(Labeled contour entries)
● ● ●

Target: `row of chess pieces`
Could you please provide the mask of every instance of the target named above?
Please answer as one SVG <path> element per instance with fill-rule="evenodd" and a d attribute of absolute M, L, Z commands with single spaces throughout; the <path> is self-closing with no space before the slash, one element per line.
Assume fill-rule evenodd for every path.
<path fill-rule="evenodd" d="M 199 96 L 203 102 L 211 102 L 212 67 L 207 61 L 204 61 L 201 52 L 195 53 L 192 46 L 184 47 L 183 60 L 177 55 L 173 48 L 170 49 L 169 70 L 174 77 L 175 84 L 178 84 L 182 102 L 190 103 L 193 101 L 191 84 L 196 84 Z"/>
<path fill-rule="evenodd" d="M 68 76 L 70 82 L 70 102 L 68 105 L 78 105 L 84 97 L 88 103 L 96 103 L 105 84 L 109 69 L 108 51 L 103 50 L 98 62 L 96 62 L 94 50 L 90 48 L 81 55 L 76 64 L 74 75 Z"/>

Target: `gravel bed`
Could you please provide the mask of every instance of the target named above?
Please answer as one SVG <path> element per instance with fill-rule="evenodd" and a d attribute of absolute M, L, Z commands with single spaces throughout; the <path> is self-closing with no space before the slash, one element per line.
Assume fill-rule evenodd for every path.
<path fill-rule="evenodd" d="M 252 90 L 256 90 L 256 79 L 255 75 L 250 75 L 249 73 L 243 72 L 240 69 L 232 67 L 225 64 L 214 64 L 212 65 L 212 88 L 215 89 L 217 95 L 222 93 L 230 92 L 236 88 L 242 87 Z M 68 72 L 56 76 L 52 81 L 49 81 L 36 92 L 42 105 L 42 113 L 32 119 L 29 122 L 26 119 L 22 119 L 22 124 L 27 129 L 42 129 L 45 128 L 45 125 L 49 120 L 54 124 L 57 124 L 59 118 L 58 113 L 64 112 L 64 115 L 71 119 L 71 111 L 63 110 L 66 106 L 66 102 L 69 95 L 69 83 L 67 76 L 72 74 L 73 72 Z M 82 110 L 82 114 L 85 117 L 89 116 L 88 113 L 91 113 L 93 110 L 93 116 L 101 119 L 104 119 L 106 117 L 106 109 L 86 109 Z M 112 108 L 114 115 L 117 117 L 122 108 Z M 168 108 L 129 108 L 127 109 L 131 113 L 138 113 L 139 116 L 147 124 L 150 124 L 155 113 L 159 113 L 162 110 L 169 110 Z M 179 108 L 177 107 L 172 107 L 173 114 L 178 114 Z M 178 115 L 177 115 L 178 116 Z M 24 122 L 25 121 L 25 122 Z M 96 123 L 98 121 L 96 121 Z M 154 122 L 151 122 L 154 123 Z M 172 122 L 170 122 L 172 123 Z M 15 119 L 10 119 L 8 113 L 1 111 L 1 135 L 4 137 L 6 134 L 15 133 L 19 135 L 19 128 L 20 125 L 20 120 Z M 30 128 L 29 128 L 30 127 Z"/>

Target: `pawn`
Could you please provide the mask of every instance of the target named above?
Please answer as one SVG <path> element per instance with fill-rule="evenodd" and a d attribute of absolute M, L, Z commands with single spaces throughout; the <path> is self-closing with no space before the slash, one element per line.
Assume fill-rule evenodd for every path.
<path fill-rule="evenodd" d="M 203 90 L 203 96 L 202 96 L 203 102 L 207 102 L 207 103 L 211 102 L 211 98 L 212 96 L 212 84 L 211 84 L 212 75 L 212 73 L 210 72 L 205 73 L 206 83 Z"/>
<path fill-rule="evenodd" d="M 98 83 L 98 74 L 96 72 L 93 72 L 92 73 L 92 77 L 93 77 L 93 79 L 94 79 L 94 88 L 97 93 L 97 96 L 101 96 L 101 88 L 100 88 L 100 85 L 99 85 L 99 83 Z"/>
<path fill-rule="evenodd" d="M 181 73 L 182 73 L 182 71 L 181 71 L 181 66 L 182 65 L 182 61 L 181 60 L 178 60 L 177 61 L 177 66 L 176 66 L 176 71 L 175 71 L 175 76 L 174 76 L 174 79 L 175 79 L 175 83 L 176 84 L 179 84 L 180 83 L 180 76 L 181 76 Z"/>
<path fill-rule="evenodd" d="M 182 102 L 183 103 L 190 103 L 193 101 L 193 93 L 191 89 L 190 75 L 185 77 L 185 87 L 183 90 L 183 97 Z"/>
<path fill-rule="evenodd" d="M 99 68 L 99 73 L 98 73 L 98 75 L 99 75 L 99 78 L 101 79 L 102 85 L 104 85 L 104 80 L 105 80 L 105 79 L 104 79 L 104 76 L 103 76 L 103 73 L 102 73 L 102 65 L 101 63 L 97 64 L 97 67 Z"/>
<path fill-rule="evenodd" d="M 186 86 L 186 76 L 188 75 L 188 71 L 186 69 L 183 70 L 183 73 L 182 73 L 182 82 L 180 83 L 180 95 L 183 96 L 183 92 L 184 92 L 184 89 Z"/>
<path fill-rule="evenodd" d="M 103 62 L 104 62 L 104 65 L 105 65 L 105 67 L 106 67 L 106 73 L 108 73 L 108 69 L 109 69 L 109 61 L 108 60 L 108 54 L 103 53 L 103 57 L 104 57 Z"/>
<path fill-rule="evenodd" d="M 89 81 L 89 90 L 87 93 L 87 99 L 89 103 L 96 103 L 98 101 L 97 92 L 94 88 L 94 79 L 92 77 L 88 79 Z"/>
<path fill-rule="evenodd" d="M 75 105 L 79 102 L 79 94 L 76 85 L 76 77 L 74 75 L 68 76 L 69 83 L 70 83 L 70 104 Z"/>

● ● ●

→ **REQUIRED TASK**
Return the rows from the very beginning through the line containing "82 L 70 102", both ends included, reproducing each line character for character.

→ **COMPLETE OUTPUT**
Target: `row of chess pieces`
Could you please provide the mask of every instance of the target named above?
Please answer as one SVG <path> element per instance with fill-rule="evenodd" and a d attribute of absolute M, L, Z commands with single spaces throughout; the <path> is self-closing with no space before the slash, one element per line.
Assume fill-rule evenodd for every path.
<path fill-rule="evenodd" d="M 199 96 L 203 102 L 211 102 L 212 67 L 207 61 L 204 61 L 201 52 L 195 53 L 192 46 L 184 47 L 183 60 L 177 55 L 173 48 L 170 49 L 169 70 L 174 77 L 175 84 L 178 84 L 182 102 L 190 103 L 193 101 L 191 84 L 196 84 Z"/>
<path fill-rule="evenodd" d="M 68 76 L 70 82 L 70 102 L 68 105 L 78 105 L 84 97 L 88 103 L 96 103 L 105 84 L 109 69 L 108 51 L 103 50 L 98 62 L 96 62 L 94 50 L 90 48 L 81 55 L 76 64 L 74 75 Z"/>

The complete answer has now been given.